Fragmento de página —
┏━━
Nacido de la espesa trama de la vida, el pensamiento ha conseguido no obstante superar el umbral que le ligaba a la experiencia inmediata, y en ese mismo trono es donde también pueden crecer con mayor facilidad las perversiones de aquel, donde se le da la oportunidad de tomar su poder en la forma más despótica que quepa imaginar. El hijo del pensamiento rompe el vientre de su madre la existencia y en nombre de sí mismo inaugura la nueva vida de su limbo particular en la que la representación de las cosas sustituye a esas mismas cosas, en la que la óptica y la visión comprenden la totalidad de los objetos sobre los que ese ojo demoníaco se posa con frecuencia inusitada.

Este hijo violento ha arrebatado a la carne el dominio de los acontecimientos, con la promesa de componerlos más tarde en el seno propio de las más altas cimas espirituales, con el sacrificio de la inmersión absoluta y sin condiciones en la vida, siempre asegurando para nosotros el destello puro de la trascendencia y la plenitud. En nombre de Dios se levantó un día el pensamiento, en nombre de la superación de Dios pensamos un pensamiento aún más alto, por tanto, un fuego más divino que lo propiamente divino, y el juicio ilustrado confió en su frágil estructura para llevar a cabo una odisea de la que aún no hemos salido. Hemos destruido, en efecto, a Dios, pero no hemos sido capaces de sustituir el fantasma de oquedad que su infinita presencia había provocado; hemos confiado en la fuerza propia de un juicio quebradizo e inestable, que se alimenta en efecto de una experiencia vital no menos frágil e inestable.

El pensamiento es inferior a la vida sólo porque cree poder superar las fragilidades que ésta conlleva, pero la esencia de la vida es la misma esencia del pensamiento. Sus rostros y máscaras sólo se diferencian en la luz que cae sobre ellas, en una especie de rotación en la que la máscara de una nunca coincide totalmente con la otra, pero en la que se intercambian rutinariamente sus papeles, al igual que el sueño y la vigilia, el bien y el mal, la noche y el día. La morbosidad del pensamiento es la morbosidad propia de la vida cuando ésta deja de aparecer como vida. El sustrato es el mismo: el dolor, la experiencia universal del dolor de la que no escapa el pensamiento ni la vivencia; el dolor que surge naturalmente de la decisión, ya en la forma falseada del juicio que busca la verdad o de la propia experiencia de la verdad, que acarrea males al hombre al tiempo que eleva su alma. La distancia infinita entre la vida y el pensamiento se fragua en la tensión contradictoria que los emparenta al tiempo que genera el odio entre ellos mismos. En esa tensión es donde verdaderamente se realiza el hombre.
┗━━
Entradas del conjunto de datos de anotación de puntos
┏━━
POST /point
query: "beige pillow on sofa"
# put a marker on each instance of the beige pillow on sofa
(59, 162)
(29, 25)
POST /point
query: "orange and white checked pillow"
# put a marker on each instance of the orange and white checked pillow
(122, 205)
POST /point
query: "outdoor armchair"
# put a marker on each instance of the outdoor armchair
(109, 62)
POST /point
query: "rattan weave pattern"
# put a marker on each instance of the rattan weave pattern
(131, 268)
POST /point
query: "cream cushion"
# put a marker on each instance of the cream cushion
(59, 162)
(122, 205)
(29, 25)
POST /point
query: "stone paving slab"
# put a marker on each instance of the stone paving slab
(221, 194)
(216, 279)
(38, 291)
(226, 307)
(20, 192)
┗━━
Actividades propuestas —
**A)** Explica en una a tres oraciones por qué, según el fragmento sobre el pensamiento y la vida, el pensamiento es inferior a la vida.
**B)** Transcribe del fragmento sobre el pensamiento y la vida el pasaje comprendido entre "Nacido de la" y "con frecuencia inusitada.", ambos incluidos.
Las entradas no guardan relación con el fragmento sobre el pensamiento y la vida.

Soluciones —
**A)** El pensamiento es inferior a la vida solo porque cree poder superar las fragilidades que la vida conlleva. Sin embargo, la esencia de la vida es la misma esencia del pensamiento.

**B)**
Nacido de la espesa trama de la vida, el pensamiento ha conseguido no obstante superar el umbral que le ligaba a la experiencia inmediata, y en ese mismo trono es donde también pueden crecer con mayor facilidad las perversiones de aquel, donde se le da la oportunidad de tomar su poder en la forma más despótica que quepa imaginar. El hijo del pensamiento rompe el vientre de su madre la existencia y en nombre de sí mismo inaugura la nueva vida de su limbo particular en la que la representación de las cosas sustituye a esas mismas cosas, en la que la óptica y la visión comprenden la totalidad de los objetos sobre los que ese ojo demoníaco se posa con frecuencia inusitada.